Extrait à lire:

Le double rôle néocolonial
L'accord de libre-échange UE-Mercosur a été scellé après plus de 25 ans. Le principal bénéficiaire est l'Allemagne, le principal perdant est la France. L'échec de l'accord est encore possible. Les protestations des paysans se poursuivent.
BRASÍLIA/BRUXELLES/BERLIN (rapport exclusif) - Accompagnés de protestations, l'UE et l'association des nations sud-américaines Mercosur ont scellé vendredi leur accord de libre-échange. L'accord, qui a été négocié pendant plus d'un quart de siècle, prévoit une large suppression des droits de douane des deux côtés. Le principal gagnant est l'Allemagne, dont l'industrie pourra à l'avenir vendre plus de produits dans les pays du Mercosur et importer leurs matières premières à moindre coût, notamment le lithium et le cuivre, qui sont essentiels pour les industries de la transition énergétique. Le principal perdant est la France, qui fait relativement peu de commerce avec le Mercosur et dont les agriculteurs craignent de sérieuses pertes lorsque des produits agricoles sud-américains moins chers arriveront dans l'UE. De plus, les critiques mettent en garde contre le fait que l'accord de libre-échange confère aux pays du Mercosur un rôle néocolonial en tant que débouchés et fournisseurs de matières premières pour la riche UE et qu'il présente de graves inconvénients pour les travailleurs et l'environnement en Amérique du Sud. L'accord peut encore être rejeté par le Parlement européen ou par la résistance des pays de l'UE. Les protestations des agriculteurs se poursuivent dans plusieurs Etats membres de l'Union.

Données fournies:
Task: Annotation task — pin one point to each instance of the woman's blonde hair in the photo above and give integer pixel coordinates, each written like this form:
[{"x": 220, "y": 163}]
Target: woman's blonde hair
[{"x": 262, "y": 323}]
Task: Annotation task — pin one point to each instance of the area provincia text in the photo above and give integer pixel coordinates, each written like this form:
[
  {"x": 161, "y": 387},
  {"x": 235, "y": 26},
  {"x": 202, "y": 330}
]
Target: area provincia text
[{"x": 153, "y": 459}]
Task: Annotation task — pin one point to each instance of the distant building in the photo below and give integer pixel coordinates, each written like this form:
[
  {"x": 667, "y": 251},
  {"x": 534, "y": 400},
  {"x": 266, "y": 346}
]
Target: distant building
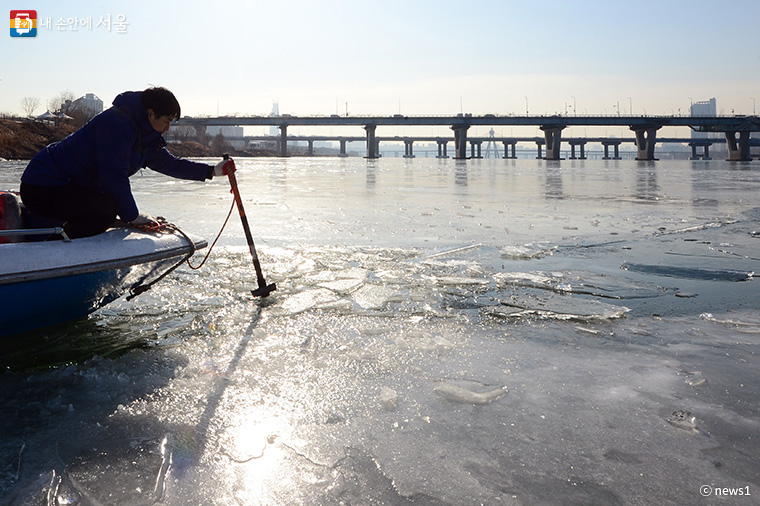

Liste des tâches:
1 > D'après l'extrait sur l'accord UE-Mercosur, quel pays est le principal perdant de cet accord ?
2 > Énumérez toutes les villes mentionnées dans l'indication de lieu placée en tête de l'article dans l'extrait sur l'accord UE-Mercosur.
Il n'est pas nécessaire de consulter les données.

Exercices corrigés:
1 > Le principal perdant est la France.

2 > Les villes mentionnées sont Brasília, Bruxelles et Berlin.